Question

Find derivative of (2x+1)^3 sin(4x)

Answer 1

product and chain for this one

Answer 2

\[\left(fg\right)'=f'g+g'f\]with
\[f(x)=)2x+1)^3,f'(x)=3(2x+1)^2\times 2, g(x)=\sin(4x), g'(x)=4\cos(4x)\]

Answer 3

some kind of typo there, but maybe it is clear

Answer 4

\[f(x)=(2x+1)^3,f'(x)=3(2x+1)^2\times 2\]\[ g(x)=\sin(4x), g'(x)=4\cos(4x)\]

Answer 5

you good from there?

Answer 6

Why is there a x2 at the end?

Answer 7

because the derivative of \(2x+1\) is \(2\)

Answer 8

really it is
\[f'(x)=6(2x+1)^2\]

Answer 9

Ohh OK! Do you think you can help me with one more?

Answer 10

sure why not

Answer 11

you still have to put all this together using the product rule, but that is just a matter of writing it

Answer 12

you can post the next one here if you like

Answer 13

OK. The other one is (2x+1)^3 tan(x)

Answer 14

really? it is almost identical to this one
again you need the product rule, which i hope you know \[\left(fg\right)'=f'g+g'f\]

Answer 15

But doesn't the tan make it different?

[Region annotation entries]
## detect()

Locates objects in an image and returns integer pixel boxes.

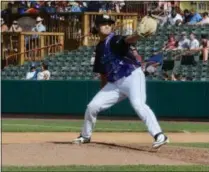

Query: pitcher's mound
[2,142,209,166]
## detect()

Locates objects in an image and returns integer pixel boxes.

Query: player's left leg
[121,68,168,148]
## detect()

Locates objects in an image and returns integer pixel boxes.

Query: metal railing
[82,12,138,46]
[2,32,64,65]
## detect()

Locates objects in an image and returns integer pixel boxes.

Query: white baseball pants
[81,68,162,138]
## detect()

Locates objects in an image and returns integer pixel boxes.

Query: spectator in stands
[9,20,22,32]
[112,0,125,13]
[90,51,96,66]
[196,12,209,25]
[163,34,177,50]
[1,18,8,32]
[26,64,38,80]
[130,44,142,62]
[168,9,183,26]
[184,9,192,24]
[37,63,51,80]
[178,32,190,49]
[201,34,209,62]
[70,2,82,12]
[32,17,46,32]
[184,10,202,25]
[189,32,200,50]
[171,73,182,81]
[143,48,163,76]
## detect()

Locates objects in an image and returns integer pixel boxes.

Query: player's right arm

> AIM OF THE TASK: Resume the forum thread about finding the derivative of (2x+1)^3 sin(4x), starting after its final post.

> ANSWER TO THIS TASK:
Answer 16

this time
\[f(x)=(2x+1)^3,f'(x)=6(2x+1)^2\]
\[g(x)=\tan(x), g'(x)=\sec^2(x)\] yeah it makes a difference, the derivative of tangent is secant squared, not cosine!

Answer 17

but the formula and the work is still the same

Answer 18

Got it from there. Thanks for your patience! Haha I'M kinda slow

Answer 19

you do understand you have to put all that together in this
\[\left(fg\right)'=f'g+g'f\] right?

Answer 20

Less. My Cow assignment will only take it in that form

Answer 21

slow schmo
you were not born knowing this
it all takes some practice
then you can forget all about it later

Answer 22

*yes

Answer 23

COW as in temple's cow?

Answer 24

Yes

Answer 25

you go there? or just use the system?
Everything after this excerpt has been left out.